* _INSTRUCTIONS TO FOLLOW_
Would you retype, word for word, the line with "Mark one point on each instance of the woman's forearm" and every line after it through the end of the records below?

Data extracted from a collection

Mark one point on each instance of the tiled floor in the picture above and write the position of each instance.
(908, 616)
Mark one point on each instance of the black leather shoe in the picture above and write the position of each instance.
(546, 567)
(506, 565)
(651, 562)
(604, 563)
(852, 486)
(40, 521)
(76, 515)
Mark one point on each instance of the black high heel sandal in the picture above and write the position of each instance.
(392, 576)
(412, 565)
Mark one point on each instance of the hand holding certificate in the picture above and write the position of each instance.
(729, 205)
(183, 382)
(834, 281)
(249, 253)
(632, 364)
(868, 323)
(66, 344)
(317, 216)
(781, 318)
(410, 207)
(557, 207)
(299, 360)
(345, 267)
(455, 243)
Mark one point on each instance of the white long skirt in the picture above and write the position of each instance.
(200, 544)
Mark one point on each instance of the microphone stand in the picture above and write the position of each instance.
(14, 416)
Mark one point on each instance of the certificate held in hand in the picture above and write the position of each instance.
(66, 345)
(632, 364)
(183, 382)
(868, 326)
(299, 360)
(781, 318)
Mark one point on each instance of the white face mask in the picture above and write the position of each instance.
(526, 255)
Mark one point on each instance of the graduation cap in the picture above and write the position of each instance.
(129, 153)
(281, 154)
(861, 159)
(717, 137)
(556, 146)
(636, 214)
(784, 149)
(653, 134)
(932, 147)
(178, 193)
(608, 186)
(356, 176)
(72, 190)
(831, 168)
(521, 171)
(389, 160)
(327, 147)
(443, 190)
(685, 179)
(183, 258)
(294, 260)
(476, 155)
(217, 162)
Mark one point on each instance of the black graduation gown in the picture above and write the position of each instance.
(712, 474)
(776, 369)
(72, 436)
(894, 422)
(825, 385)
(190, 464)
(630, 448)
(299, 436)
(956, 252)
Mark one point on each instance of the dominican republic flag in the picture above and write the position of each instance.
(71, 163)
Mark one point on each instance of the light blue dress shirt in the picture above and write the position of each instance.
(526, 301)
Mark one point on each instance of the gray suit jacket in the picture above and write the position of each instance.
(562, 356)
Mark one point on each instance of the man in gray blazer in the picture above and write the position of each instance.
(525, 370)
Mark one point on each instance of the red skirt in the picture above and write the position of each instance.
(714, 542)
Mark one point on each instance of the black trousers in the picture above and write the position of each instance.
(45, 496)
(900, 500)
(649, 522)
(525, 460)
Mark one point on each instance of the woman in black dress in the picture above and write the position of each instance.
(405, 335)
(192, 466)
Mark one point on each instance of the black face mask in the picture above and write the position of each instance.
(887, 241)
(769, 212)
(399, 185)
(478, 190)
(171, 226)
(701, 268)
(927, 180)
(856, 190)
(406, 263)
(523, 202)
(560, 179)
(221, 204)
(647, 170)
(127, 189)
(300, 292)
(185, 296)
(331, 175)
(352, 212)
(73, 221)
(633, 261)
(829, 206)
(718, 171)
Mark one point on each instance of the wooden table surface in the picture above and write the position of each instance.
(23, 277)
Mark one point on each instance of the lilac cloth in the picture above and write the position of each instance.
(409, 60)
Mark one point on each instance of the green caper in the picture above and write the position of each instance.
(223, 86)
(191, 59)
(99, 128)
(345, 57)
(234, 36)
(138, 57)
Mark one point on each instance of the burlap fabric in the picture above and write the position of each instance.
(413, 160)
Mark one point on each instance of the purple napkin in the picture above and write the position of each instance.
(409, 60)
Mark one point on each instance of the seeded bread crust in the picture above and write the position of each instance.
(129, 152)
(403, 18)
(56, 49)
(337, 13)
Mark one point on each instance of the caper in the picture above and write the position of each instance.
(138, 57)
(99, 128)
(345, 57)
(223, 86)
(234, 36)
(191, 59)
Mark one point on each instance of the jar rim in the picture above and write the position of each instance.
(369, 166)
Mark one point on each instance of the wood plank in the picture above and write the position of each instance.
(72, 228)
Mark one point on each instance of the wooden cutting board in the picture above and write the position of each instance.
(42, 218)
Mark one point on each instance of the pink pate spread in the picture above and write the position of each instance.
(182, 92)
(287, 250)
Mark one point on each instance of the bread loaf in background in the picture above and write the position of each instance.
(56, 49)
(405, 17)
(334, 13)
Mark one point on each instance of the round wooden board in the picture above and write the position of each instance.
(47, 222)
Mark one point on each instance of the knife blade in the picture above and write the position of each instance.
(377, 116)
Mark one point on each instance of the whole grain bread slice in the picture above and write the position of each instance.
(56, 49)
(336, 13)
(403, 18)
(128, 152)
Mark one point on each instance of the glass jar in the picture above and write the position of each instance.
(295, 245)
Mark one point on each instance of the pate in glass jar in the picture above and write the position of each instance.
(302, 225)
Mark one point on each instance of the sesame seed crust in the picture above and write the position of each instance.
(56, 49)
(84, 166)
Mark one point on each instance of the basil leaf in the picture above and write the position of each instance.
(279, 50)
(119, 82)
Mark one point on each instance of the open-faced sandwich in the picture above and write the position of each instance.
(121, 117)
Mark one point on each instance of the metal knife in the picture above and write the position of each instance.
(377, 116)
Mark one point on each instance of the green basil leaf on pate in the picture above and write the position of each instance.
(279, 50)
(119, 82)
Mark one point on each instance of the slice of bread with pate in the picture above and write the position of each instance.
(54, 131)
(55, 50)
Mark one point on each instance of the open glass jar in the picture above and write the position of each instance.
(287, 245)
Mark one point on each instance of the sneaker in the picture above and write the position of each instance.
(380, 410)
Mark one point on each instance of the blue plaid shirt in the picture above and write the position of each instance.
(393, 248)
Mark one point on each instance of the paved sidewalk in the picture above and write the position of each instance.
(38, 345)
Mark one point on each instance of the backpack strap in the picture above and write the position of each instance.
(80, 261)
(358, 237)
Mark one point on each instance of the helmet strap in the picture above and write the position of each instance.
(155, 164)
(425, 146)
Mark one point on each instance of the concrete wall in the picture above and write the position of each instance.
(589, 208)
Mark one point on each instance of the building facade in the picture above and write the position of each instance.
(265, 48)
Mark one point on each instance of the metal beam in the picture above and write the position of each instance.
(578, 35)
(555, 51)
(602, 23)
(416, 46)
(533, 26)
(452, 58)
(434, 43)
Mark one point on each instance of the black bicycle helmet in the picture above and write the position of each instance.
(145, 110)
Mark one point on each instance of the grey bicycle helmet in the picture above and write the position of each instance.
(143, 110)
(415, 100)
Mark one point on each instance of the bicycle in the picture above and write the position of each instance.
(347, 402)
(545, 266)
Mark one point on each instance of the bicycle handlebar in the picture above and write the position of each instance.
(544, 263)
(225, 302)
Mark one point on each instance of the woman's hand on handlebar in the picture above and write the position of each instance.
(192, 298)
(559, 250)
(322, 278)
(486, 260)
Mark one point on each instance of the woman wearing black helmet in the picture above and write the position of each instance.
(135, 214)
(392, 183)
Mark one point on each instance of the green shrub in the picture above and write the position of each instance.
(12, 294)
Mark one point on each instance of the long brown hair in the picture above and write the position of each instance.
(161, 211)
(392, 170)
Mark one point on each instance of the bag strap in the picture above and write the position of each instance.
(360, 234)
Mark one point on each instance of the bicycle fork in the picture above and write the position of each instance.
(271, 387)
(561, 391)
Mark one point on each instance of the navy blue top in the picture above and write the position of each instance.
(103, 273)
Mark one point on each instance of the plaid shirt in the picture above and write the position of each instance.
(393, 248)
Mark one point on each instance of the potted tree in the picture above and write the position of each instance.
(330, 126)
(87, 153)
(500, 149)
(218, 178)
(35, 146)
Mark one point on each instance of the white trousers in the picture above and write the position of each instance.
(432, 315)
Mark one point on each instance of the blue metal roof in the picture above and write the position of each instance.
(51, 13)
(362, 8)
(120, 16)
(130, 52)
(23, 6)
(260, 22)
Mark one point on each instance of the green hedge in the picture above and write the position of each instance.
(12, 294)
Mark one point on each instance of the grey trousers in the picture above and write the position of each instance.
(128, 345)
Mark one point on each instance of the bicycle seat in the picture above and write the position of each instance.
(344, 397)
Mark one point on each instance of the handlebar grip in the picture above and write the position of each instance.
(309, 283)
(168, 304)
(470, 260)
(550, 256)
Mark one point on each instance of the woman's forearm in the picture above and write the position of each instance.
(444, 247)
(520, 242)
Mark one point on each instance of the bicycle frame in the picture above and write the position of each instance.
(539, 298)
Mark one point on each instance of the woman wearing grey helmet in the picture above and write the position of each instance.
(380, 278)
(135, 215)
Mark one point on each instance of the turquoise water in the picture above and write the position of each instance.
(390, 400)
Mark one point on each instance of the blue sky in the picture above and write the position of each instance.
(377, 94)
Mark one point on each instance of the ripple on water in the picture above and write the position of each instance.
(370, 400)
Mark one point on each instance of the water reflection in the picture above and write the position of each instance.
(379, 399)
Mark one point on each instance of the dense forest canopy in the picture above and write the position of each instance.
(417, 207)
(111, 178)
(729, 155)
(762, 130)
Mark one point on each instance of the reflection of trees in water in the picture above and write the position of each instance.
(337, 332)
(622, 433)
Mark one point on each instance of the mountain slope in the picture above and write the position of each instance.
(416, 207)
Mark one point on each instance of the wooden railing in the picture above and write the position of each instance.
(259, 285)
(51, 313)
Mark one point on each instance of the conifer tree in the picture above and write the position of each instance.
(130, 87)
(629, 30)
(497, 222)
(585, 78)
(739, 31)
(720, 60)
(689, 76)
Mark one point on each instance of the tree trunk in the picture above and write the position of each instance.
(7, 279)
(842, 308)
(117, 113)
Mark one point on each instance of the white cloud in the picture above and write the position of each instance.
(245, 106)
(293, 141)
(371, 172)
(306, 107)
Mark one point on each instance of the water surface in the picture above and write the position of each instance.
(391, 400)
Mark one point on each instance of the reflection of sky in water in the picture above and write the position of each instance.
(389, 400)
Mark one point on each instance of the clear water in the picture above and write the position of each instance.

* _ANSWER FOR THIS EXERCISE_
Mark one point on each instance of the woman's forearm in the picture above and write the position of each instance.
(444, 247)
(520, 242)
Mark one point on each instance of the bicycle frame in the picture above and write the position of each instance.
(539, 298)
Mark one point on each instance of the woman wearing grey helmet in the picture above and write the position of each instance.
(380, 278)
(135, 215)
Mark one point on each instance of the turquoise water in the picture above and write the position of each instance.
(390, 400)
Mark one point on each instance of the blue sky in the picture above and write the position of each instance.
(377, 94)
Mark one point on each instance of the ripple on water in the picture above and write the position of each instance.
(370, 400)
Mark one point on each instance of the water reflection in the picture above and write the position of each instance.
(379, 399)
Mark one point on each instance of the dense forest canopy in the picture above and write the position of each instance.
(417, 207)
(111, 178)
(729, 155)
(762, 130)
Mark one point on each instance of the reflection of trees in water in the picture above and write the position of each instance.
(337, 332)
(622, 433)
Mark one point on each instance of the mountain slope in the picture above and write the position of each instance.
(416, 207)
Mark one point on each instance of the wooden railing in the picture above and write the position of each instance.
(259, 285)
(51, 313)
Mark one point on each instance of the conifer tree in the picture above and write the position of each instance.
(130, 87)
(629, 30)
(497, 222)
(585, 78)
(739, 31)
(720, 60)
(689, 76)
Mark one point on each instance of the tree trunk in the picture above and write the position of each instance.
(7, 279)
(842, 308)
(117, 113)
Mark one point on each instance of the white cloud in the picture above and write the position of each instance.
(245, 106)
(293, 141)
(371, 172)
(306, 107)
Mark one point on each instance of the water surface in the picture above and write the position of each instance.
(391, 400)
Mark one point on each instance of the reflection of sky in water in the picture above and write the position of each instance.
(389, 400)
Mark one point on each instance of the clear water in the picture above and write the position of each instance.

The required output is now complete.